Records excerpted from a collection:
• • • • •

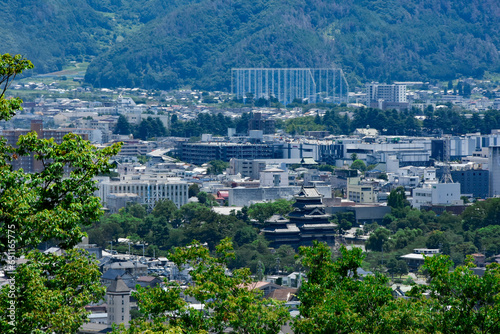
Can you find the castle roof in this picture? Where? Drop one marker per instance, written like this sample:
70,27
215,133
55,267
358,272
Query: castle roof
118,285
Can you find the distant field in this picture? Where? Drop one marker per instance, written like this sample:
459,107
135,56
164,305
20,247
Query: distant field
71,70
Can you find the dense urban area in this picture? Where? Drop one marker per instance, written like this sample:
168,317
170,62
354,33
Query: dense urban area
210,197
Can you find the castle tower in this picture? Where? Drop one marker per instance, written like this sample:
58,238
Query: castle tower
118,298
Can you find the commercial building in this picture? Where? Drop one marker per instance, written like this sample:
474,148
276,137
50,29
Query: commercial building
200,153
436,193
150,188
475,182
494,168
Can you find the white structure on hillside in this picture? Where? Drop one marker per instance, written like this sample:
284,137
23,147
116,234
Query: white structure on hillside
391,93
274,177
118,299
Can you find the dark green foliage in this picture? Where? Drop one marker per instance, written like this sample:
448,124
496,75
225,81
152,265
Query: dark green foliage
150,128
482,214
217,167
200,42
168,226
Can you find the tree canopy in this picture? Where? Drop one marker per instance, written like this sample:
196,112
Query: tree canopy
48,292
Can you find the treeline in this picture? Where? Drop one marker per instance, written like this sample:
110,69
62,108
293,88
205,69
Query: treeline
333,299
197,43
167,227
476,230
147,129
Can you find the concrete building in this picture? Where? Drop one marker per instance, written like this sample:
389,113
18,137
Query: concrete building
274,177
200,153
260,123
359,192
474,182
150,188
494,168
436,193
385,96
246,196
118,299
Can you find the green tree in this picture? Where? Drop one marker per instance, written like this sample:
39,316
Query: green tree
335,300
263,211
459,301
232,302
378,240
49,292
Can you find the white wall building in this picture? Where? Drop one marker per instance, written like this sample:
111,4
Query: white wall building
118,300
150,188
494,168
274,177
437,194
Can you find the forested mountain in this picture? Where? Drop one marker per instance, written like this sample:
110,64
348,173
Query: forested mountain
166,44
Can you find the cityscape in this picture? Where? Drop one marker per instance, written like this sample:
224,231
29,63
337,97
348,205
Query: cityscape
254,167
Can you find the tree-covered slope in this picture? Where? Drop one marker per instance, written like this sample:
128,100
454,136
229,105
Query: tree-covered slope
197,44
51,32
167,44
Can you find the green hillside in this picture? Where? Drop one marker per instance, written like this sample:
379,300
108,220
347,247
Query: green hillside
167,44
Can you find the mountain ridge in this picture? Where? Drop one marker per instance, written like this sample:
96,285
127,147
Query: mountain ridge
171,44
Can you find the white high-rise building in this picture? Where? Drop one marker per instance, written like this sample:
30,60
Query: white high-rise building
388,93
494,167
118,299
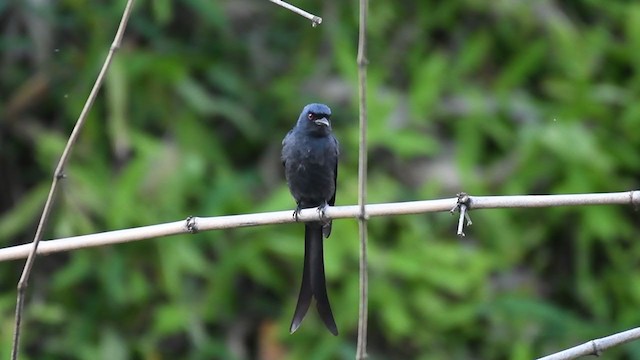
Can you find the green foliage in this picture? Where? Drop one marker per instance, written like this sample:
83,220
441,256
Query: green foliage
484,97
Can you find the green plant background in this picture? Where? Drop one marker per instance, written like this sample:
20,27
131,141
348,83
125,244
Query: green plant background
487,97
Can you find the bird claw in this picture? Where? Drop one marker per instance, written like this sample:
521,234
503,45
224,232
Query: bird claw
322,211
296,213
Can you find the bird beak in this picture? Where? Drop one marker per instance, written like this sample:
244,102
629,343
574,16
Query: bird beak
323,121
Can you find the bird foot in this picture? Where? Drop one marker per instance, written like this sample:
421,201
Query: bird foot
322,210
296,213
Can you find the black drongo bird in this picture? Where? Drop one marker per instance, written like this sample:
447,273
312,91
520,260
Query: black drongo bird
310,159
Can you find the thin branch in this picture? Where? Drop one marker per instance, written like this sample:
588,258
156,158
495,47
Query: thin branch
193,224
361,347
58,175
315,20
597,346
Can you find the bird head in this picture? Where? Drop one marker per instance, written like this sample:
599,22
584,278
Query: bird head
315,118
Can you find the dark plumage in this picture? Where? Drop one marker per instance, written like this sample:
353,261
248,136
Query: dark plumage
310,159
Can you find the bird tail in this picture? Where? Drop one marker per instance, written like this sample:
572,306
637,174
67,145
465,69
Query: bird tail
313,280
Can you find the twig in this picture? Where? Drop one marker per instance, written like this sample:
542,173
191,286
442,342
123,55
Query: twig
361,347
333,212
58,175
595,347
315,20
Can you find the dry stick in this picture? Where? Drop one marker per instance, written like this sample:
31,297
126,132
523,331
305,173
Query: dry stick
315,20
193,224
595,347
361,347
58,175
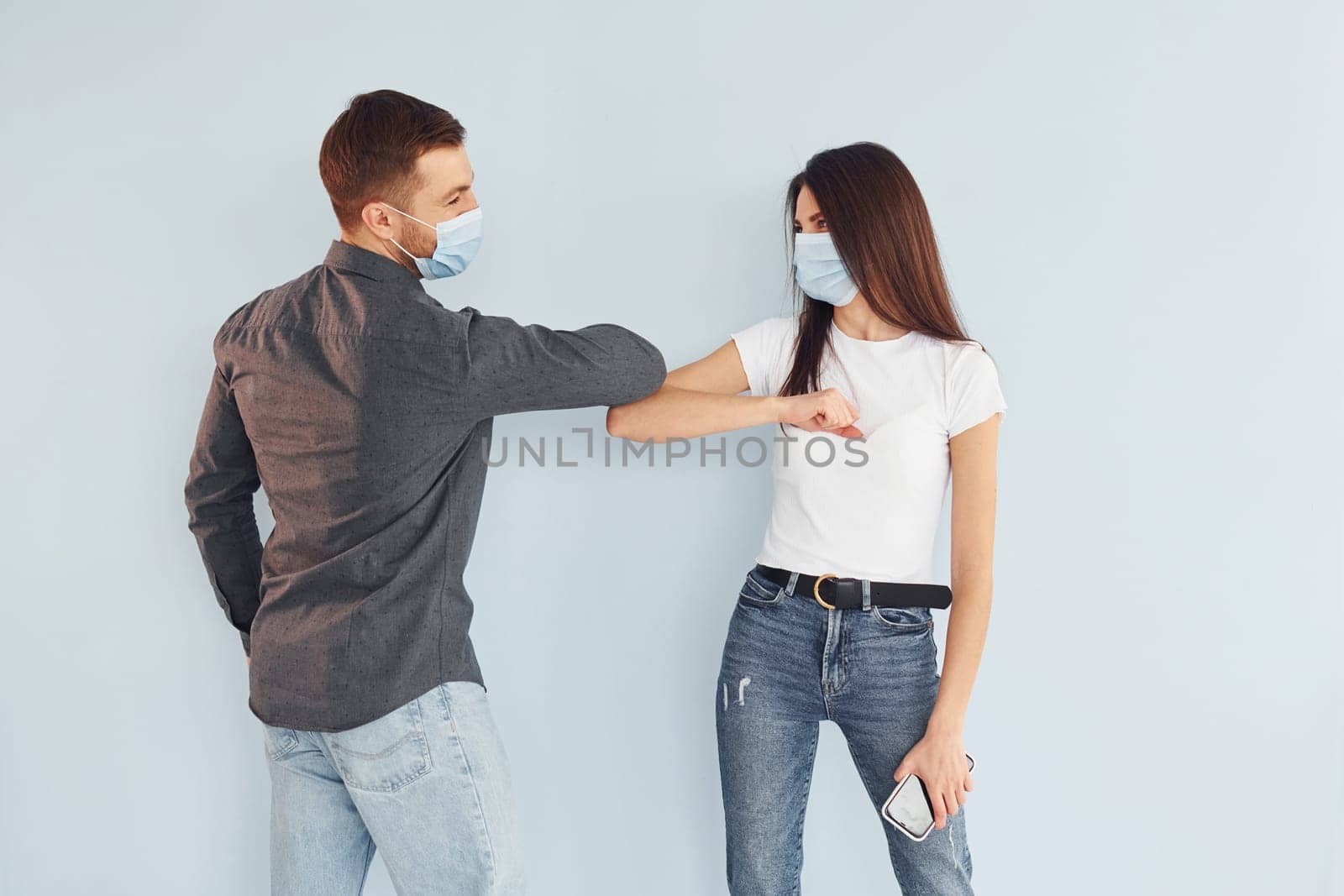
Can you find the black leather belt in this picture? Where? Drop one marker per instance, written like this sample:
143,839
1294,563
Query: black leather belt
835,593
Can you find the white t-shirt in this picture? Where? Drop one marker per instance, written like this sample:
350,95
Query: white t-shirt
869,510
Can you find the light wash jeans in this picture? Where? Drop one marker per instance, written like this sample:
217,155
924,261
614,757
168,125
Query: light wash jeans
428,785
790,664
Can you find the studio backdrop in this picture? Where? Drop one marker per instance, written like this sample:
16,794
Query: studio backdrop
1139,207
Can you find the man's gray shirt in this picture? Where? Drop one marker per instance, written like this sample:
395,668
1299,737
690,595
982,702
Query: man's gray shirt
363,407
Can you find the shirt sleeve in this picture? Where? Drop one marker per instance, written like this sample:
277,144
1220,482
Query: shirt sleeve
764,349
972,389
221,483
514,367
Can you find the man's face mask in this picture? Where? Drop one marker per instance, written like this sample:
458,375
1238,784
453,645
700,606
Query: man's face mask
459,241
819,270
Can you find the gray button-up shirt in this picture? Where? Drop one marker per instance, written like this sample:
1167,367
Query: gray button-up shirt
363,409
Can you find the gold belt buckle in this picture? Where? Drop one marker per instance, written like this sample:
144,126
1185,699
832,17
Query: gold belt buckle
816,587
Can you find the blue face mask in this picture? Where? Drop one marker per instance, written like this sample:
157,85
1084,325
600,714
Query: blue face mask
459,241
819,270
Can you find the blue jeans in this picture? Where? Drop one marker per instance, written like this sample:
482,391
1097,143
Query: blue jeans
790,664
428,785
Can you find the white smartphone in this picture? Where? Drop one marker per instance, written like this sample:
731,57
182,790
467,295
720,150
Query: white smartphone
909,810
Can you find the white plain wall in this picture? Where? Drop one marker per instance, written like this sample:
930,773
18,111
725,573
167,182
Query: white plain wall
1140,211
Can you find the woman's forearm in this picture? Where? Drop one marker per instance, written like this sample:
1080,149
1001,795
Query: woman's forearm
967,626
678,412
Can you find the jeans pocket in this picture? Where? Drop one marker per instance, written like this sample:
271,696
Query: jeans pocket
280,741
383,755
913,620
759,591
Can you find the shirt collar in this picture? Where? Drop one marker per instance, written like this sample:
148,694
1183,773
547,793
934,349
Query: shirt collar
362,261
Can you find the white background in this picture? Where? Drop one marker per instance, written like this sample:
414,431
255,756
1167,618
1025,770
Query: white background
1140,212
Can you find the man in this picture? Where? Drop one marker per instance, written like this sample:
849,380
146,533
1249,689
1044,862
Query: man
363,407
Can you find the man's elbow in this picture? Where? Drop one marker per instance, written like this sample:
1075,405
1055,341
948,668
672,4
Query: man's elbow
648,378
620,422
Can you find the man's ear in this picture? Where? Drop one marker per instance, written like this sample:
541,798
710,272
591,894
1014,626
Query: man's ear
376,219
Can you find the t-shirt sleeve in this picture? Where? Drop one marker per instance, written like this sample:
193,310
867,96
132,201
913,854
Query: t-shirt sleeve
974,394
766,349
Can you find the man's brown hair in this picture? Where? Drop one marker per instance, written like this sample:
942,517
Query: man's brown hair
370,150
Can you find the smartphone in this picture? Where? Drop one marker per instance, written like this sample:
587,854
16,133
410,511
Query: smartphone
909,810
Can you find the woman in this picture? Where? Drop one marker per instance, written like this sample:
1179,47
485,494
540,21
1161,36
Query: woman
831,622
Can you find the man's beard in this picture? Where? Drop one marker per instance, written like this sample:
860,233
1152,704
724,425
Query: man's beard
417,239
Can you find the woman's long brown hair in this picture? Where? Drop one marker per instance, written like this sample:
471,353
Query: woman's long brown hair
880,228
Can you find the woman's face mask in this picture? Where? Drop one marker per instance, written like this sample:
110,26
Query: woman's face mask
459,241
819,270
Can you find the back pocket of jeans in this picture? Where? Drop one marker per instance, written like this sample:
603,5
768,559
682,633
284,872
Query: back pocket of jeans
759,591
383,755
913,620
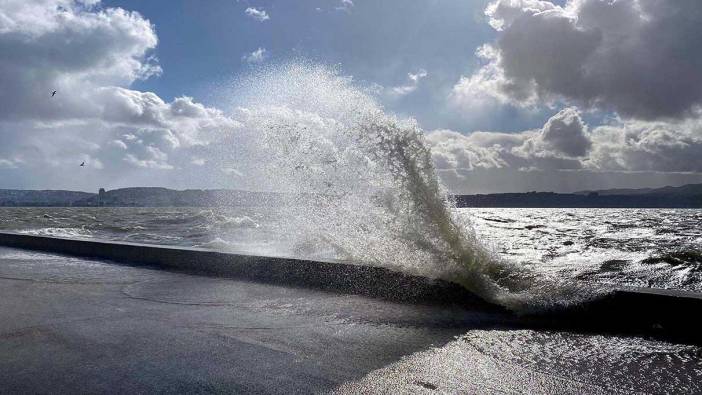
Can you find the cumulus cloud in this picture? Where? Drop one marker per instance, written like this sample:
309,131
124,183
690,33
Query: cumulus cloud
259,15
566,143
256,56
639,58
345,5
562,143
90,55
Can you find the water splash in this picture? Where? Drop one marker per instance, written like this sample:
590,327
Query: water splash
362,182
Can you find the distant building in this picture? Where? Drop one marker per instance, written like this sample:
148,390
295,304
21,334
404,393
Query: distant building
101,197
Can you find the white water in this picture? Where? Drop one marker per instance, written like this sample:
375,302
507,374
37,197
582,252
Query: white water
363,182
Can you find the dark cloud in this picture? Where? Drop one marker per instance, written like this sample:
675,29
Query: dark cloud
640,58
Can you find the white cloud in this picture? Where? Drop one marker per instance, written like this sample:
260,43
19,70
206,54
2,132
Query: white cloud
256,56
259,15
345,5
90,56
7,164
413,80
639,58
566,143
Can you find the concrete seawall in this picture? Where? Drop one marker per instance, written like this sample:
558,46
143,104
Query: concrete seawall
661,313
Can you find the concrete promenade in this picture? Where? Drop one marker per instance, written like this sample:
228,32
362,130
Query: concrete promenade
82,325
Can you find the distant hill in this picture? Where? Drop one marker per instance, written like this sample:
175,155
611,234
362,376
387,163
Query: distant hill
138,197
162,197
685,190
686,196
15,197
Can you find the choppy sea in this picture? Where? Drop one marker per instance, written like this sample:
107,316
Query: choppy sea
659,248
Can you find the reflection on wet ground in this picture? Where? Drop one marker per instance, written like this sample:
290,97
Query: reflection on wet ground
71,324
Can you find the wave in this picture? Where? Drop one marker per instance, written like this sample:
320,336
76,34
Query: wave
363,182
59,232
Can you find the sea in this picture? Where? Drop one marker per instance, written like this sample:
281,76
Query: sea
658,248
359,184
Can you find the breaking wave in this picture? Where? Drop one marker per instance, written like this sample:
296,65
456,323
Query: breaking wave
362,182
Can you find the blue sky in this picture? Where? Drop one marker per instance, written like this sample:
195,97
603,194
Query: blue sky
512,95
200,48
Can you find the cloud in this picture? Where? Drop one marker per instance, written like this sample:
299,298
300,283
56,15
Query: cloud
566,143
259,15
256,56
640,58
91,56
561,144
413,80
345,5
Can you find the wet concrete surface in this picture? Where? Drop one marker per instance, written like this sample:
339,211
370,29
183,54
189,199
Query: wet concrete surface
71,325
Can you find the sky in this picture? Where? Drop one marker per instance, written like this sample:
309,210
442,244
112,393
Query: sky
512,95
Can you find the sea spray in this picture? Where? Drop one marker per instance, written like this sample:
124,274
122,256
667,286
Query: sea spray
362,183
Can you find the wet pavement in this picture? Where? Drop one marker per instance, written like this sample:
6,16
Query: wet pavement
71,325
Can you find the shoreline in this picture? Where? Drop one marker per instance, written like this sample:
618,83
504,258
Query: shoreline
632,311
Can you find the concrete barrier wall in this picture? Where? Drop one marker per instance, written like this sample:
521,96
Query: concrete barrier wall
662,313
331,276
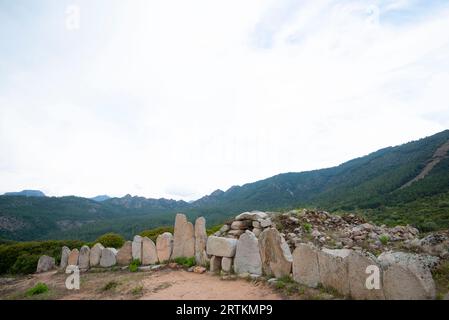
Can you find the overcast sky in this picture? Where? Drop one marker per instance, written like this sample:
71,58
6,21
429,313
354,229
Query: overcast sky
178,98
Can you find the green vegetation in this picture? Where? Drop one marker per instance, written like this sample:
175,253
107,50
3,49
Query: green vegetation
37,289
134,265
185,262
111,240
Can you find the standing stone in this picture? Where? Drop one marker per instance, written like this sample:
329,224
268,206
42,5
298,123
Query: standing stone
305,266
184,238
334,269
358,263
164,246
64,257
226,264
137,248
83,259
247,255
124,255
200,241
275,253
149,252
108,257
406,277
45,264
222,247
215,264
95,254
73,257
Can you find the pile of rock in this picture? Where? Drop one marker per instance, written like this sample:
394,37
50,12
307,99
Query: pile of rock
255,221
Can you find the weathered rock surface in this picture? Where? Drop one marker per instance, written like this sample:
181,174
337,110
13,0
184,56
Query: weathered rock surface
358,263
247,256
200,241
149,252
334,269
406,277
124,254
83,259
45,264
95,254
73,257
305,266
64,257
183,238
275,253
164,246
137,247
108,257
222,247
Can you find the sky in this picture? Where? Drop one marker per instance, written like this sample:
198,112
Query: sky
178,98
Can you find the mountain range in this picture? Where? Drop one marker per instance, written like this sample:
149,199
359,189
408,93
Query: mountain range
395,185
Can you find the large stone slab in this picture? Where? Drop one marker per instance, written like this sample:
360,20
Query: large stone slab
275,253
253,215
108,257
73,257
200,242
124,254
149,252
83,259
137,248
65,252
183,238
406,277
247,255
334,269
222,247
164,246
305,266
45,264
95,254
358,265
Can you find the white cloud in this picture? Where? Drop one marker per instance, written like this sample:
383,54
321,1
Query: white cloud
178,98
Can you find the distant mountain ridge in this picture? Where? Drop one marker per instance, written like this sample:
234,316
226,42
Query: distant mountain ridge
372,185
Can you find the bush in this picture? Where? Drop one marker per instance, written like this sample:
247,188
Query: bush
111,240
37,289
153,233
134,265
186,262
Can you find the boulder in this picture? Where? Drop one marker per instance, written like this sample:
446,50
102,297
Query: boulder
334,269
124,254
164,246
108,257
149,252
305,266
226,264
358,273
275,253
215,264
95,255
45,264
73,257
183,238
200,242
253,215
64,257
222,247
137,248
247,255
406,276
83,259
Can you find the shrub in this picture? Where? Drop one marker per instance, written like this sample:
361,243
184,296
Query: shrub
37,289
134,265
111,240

• • • • •

## Written request
Reproduce the records from the line containing "Can you find the bush" through the end of the records, renaming "boulder" to "rock" and leaving everything else unchanged.

## Answer for this exercise
Can you find the bush in this picture? Where? Drop one marker per instance, written like this sample:
247,188
Query: bush
111,240
37,289
153,233
134,265
186,262
Can you find the rock in this picture? Where? Drop one marker per instance, written like this sample:
446,50
102,297
Query: rock
334,269
124,254
164,246
108,257
149,252
305,266
226,264
358,273
275,253
215,264
95,255
45,264
73,257
183,238
200,242
253,215
64,257
222,247
137,248
247,255
406,276
83,259
Can you find the shrub in this picture? Where? Drop one marker per instance, written like this sample:
361,243
184,296
Query: shrub
37,289
134,265
111,240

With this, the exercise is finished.